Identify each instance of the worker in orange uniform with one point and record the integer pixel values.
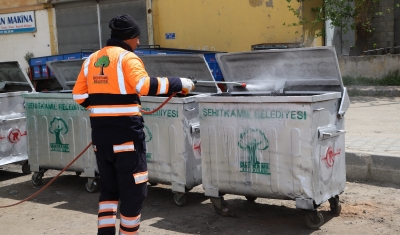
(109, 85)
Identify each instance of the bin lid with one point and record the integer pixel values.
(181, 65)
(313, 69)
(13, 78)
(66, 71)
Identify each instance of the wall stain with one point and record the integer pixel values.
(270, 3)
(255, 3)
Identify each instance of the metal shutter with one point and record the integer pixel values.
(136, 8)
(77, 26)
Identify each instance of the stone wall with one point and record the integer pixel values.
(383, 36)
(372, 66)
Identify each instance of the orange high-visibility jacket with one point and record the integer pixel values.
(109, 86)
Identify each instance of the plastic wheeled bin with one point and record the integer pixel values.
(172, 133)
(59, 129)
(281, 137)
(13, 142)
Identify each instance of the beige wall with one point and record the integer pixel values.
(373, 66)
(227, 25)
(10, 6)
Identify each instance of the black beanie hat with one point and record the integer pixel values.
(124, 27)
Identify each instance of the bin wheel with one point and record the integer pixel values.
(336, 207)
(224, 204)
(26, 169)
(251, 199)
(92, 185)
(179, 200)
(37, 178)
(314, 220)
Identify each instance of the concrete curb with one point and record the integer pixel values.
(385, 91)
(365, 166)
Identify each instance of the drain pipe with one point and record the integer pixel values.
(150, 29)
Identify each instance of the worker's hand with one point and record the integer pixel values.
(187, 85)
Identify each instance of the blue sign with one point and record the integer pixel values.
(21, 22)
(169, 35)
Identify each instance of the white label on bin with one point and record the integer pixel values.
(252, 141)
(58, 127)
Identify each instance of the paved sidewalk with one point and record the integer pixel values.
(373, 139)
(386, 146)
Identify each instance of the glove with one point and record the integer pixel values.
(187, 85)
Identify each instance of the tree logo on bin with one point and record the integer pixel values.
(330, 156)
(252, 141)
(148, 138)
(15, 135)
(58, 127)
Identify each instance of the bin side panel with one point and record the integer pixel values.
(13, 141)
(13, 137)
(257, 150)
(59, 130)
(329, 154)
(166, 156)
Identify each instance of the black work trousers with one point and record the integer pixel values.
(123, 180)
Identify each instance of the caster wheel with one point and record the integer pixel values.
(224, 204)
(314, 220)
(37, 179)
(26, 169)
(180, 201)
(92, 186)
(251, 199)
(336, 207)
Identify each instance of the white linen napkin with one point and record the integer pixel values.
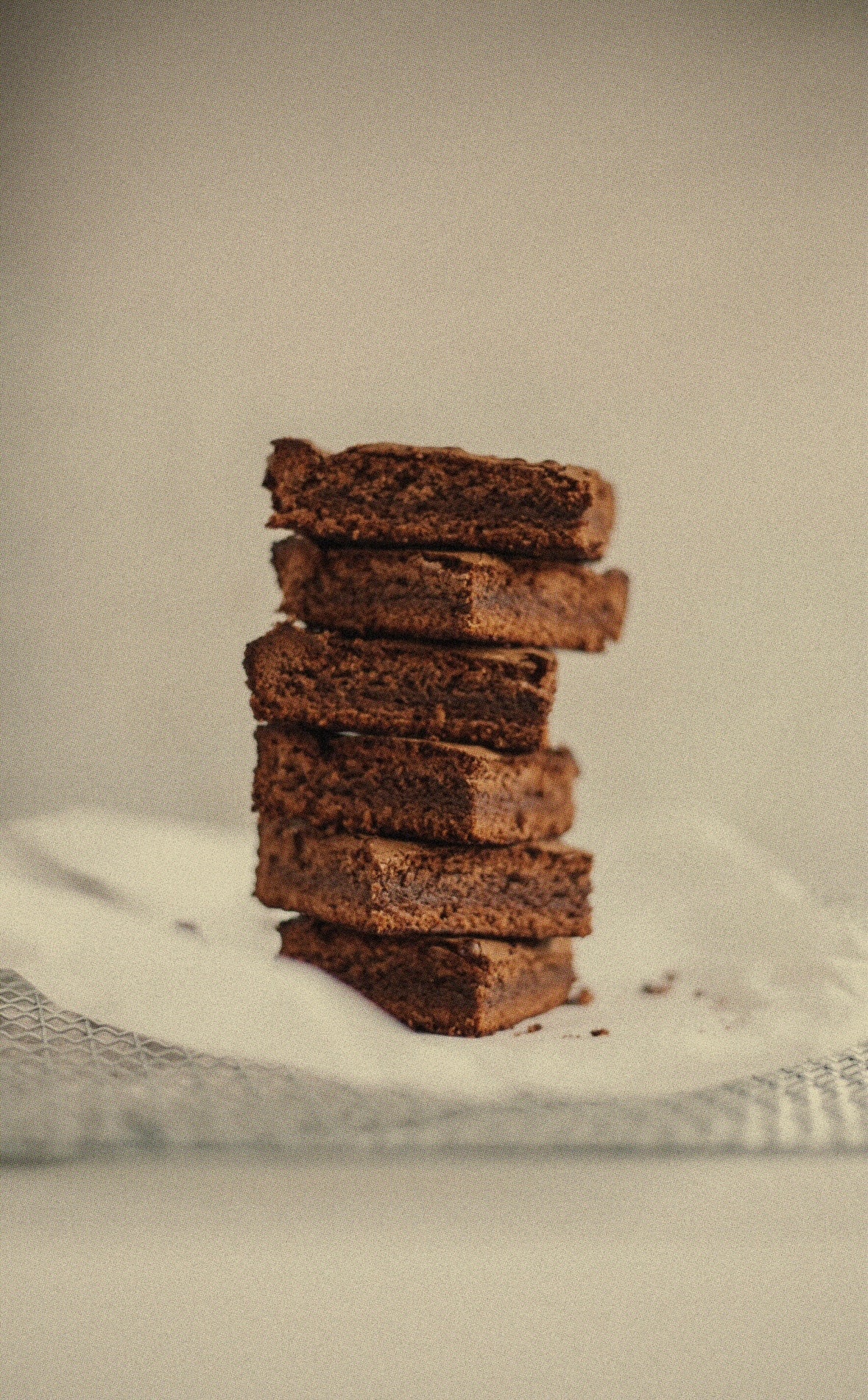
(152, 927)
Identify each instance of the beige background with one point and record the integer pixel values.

——

TRY IT ::
Nothing but the pictures should be left out when the listing is repeated exactly.

ANSWER ::
Identify each instance of the worker in orange uniform with one point and record the integer pixel values.
(109, 85)
Identify each instance of the bin lid with one point and record the integer pixel values.
(181, 65)
(313, 69)
(13, 78)
(66, 71)
Identify each instance of the wall stain with one point and record the integer pixel values.
(270, 3)
(255, 3)
Identify each instance of the metal shutter with one point and record the integer pixel values.
(136, 8)
(77, 26)
Identify each instance of the stone wall with one point and record the integer pixel values.
(383, 36)
(372, 66)
Identify each instance of the orange high-visibility jacket with one point and record the integer pixel values.
(109, 86)
Identify each instance of the plastic wheeled bin with one point and record the integer pixel values.
(172, 133)
(59, 129)
(281, 137)
(13, 142)
Identify each instance of the beige wall with one point and record the integer pixel values.
(373, 66)
(227, 25)
(10, 6)
Identify each instance of the black beanie hat with one point and record the integer pixel values.
(124, 27)
Identify each instance of the bin wheel with one point and record the integer pixel values.
(336, 207)
(224, 204)
(26, 169)
(251, 199)
(92, 185)
(179, 200)
(37, 178)
(314, 220)
Identify each instance of the concrete curb with one point and record the integer pixel values.
(385, 91)
(365, 166)
Identify each instance of the drain pipe with one point and record the integer pixel values.
(150, 29)
Identify each instance of the worker's hand with one point and record the integer pixel values.
(187, 85)
Identify each instance of the blue sign with one point and record the integer pixel values.
(21, 22)
(169, 35)
Identify each instance of the white label on bin with one point and record the integer pixel values.
(252, 141)
(58, 127)
Identify each instance of the paved sidewalk with one point and record the integer pixel values.
(373, 139)
(386, 146)
Identify each instance of the glove with one point and record the integer pixel values.
(187, 85)
Identify each instance of the tree logo on bin with one point and record the integer pixel values.
(330, 156)
(252, 141)
(148, 138)
(15, 135)
(58, 127)
Identify each instance of the bin side panel with one point and record the integer pixel values.
(13, 141)
(13, 137)
(257, 150)
(59, 130)
(329, 154)
(166, 156)
Identify each instance of the black work trousers with one point and record the integer pixel values.
(123, 180)
Identify each instance of the caster wheel with one point and record the integer pixel values.
(224, 204)
(314, 220)
(37, 179)
(26, 169)
(180, 201)
(92, 186)
(251, 199)
(336, 207)
Identify each instance of the white linen napkin with one point and record the integer pixel values.
(152, 927)
Identify each instance of the beige background with one point and record the integer pixel values.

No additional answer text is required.